(Rows for bounding box labeling)
begin

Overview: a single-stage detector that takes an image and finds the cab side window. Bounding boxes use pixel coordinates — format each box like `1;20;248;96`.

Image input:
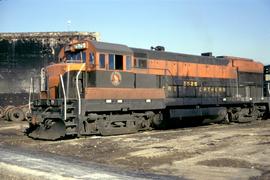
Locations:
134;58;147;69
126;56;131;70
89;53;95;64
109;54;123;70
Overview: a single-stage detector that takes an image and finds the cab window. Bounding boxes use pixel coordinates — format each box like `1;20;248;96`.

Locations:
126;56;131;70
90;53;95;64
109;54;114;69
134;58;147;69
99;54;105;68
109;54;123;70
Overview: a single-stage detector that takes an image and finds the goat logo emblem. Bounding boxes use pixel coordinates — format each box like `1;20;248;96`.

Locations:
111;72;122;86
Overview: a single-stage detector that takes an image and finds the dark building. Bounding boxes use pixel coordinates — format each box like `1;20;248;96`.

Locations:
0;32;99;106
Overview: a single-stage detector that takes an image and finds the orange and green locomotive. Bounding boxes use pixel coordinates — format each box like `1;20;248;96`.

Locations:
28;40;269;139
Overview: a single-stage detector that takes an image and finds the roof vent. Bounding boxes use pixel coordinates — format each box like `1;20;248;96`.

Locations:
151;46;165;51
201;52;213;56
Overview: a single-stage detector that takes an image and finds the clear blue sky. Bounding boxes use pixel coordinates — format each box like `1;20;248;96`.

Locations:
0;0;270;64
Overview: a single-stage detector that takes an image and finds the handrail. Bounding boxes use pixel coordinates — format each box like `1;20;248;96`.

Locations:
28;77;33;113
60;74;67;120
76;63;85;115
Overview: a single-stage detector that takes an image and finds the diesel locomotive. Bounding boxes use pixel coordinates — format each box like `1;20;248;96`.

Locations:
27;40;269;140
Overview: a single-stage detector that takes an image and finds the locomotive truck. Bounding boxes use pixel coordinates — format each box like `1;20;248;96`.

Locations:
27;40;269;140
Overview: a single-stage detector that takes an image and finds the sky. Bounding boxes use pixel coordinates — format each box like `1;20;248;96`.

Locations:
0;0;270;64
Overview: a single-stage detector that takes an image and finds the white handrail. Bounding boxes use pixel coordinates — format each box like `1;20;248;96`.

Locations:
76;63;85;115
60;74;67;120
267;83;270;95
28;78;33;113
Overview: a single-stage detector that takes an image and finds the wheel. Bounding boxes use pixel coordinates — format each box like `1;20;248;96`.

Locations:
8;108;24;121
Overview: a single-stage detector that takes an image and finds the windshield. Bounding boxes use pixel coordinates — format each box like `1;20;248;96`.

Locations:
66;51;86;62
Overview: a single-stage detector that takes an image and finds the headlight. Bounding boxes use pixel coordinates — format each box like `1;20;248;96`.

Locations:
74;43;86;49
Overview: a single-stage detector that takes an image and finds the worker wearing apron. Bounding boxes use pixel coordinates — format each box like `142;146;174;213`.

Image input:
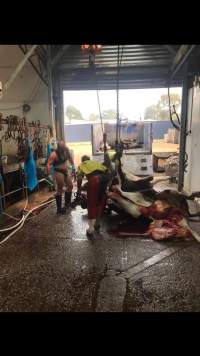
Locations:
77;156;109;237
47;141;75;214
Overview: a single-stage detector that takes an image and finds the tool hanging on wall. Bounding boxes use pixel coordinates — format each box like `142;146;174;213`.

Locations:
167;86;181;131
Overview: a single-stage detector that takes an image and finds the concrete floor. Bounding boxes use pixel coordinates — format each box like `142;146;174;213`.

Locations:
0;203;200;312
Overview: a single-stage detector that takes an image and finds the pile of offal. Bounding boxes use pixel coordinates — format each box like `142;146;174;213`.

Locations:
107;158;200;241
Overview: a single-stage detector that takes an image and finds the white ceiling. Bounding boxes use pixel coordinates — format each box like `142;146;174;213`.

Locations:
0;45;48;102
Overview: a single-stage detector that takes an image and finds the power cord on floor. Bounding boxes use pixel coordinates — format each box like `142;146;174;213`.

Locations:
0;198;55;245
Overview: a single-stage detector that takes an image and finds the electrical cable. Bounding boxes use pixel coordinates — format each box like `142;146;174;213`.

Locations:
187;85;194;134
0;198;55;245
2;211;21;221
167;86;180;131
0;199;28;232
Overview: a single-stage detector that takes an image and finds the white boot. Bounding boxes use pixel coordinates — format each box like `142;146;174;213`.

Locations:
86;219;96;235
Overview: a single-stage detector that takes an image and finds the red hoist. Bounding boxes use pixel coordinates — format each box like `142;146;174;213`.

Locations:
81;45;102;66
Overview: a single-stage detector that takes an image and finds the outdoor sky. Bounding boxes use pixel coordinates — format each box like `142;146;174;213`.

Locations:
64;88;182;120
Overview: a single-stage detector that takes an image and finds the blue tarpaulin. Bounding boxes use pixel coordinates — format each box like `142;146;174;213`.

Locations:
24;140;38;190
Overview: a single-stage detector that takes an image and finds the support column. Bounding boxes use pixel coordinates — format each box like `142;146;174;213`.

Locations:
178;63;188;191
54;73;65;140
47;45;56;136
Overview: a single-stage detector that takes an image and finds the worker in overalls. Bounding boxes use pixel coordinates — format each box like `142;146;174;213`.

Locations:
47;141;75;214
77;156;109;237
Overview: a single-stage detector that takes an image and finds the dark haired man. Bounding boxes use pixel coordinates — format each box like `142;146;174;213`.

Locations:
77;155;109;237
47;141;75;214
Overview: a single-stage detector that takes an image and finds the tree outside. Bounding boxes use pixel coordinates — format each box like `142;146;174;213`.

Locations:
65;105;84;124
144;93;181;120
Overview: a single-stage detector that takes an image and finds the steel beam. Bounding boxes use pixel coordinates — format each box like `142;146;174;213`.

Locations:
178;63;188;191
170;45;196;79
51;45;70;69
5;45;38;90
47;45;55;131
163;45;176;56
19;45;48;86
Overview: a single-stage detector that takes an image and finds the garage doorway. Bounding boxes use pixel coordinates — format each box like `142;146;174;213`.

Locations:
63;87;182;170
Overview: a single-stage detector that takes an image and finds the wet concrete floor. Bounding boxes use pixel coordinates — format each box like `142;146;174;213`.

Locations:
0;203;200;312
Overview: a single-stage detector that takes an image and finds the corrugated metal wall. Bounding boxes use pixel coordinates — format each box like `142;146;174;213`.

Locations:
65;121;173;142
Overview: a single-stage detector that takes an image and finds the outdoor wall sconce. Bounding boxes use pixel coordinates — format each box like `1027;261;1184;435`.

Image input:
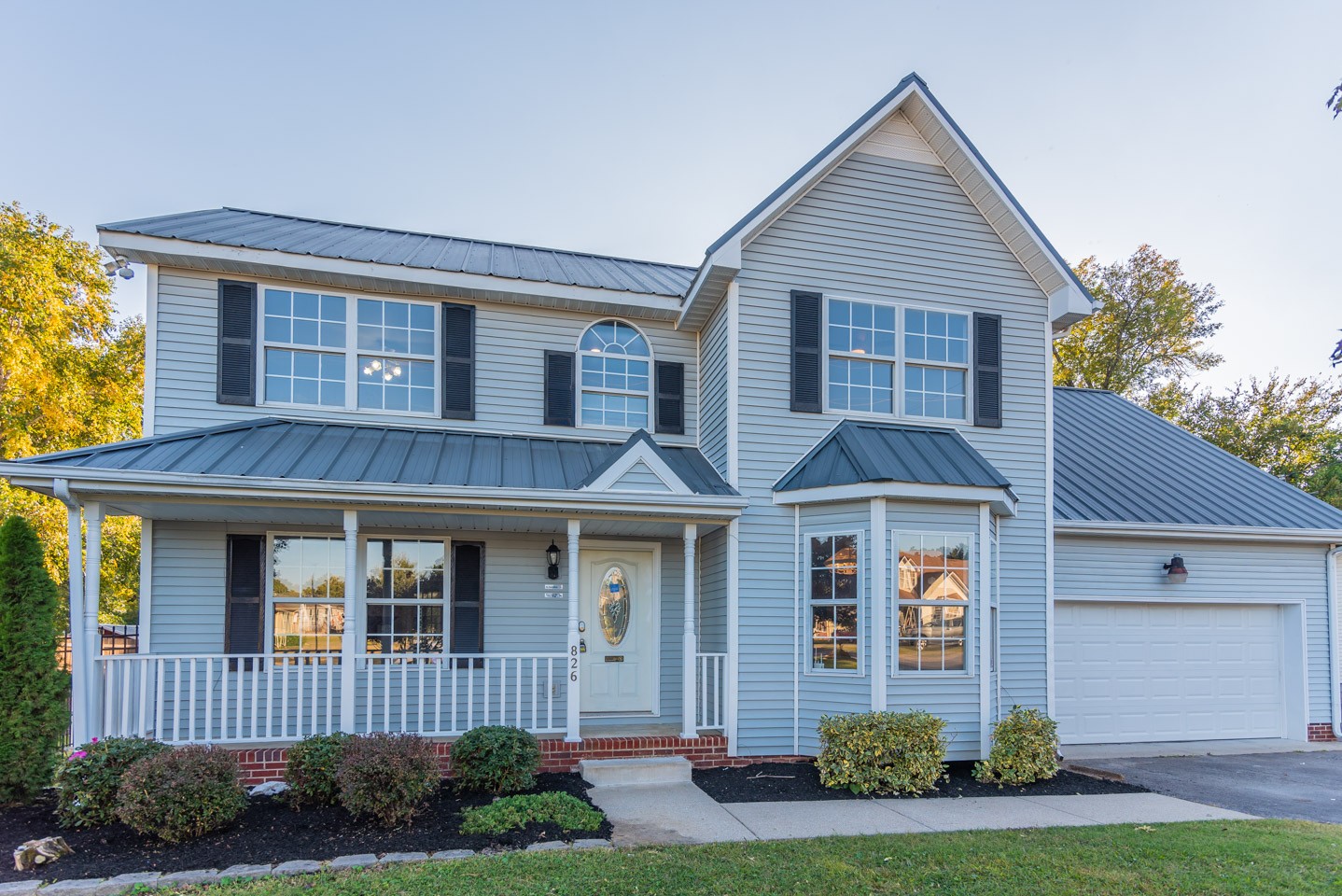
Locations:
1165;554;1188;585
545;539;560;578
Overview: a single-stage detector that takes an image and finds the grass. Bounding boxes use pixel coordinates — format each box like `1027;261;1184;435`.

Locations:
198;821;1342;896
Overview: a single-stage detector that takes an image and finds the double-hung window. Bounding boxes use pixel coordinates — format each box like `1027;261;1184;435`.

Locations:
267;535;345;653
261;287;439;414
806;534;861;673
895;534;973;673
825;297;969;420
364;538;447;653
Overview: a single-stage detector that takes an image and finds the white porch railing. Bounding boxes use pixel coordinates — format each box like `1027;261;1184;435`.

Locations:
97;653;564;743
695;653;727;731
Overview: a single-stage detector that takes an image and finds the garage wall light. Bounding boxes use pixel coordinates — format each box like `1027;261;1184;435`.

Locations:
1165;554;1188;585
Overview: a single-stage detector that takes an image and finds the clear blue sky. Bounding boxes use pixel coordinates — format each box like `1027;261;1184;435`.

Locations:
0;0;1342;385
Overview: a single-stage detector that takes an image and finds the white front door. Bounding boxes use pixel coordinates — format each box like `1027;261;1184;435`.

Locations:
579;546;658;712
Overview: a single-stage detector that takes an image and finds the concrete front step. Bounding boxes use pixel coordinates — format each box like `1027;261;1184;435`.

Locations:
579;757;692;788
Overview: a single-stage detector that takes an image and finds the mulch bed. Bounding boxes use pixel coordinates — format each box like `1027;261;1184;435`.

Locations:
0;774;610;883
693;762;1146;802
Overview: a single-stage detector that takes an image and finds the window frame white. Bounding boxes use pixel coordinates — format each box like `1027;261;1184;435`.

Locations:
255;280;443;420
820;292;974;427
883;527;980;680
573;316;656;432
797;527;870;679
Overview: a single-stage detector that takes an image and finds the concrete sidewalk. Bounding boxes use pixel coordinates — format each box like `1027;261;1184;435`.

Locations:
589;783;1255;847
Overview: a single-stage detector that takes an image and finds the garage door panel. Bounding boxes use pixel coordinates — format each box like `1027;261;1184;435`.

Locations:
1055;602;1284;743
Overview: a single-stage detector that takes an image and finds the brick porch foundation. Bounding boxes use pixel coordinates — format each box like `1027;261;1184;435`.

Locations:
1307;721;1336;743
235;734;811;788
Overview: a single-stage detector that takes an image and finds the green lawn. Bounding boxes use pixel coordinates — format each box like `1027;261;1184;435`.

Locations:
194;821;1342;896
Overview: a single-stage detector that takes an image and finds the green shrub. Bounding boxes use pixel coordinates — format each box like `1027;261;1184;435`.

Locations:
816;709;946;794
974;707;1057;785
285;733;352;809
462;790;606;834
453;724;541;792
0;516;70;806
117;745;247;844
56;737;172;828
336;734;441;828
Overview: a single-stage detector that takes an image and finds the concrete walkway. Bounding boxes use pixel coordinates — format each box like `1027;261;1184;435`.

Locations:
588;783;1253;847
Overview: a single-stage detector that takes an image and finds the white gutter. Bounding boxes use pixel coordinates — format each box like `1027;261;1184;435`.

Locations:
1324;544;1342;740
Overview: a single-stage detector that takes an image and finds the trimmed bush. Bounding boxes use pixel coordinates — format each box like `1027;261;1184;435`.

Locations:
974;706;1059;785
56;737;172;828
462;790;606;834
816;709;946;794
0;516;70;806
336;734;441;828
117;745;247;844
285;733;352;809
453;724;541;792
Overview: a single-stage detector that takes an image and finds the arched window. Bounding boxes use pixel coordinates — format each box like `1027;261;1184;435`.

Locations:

end

◆ Short task:
Format the stretch of rows above, from the line containing "finds the grass." through the line containing "198;821;1342;896", as a JSON list of strings with one string per line. Leave out blank lines.

◆ Finished exercise:
[
  "Overview: a single-stage detector that takes an image and finds the grass. Bounding boxes use pixel coordinates — format each box like `1027;261;1184;435`.",
  "Locations:",
  "198;821;1342;896"
]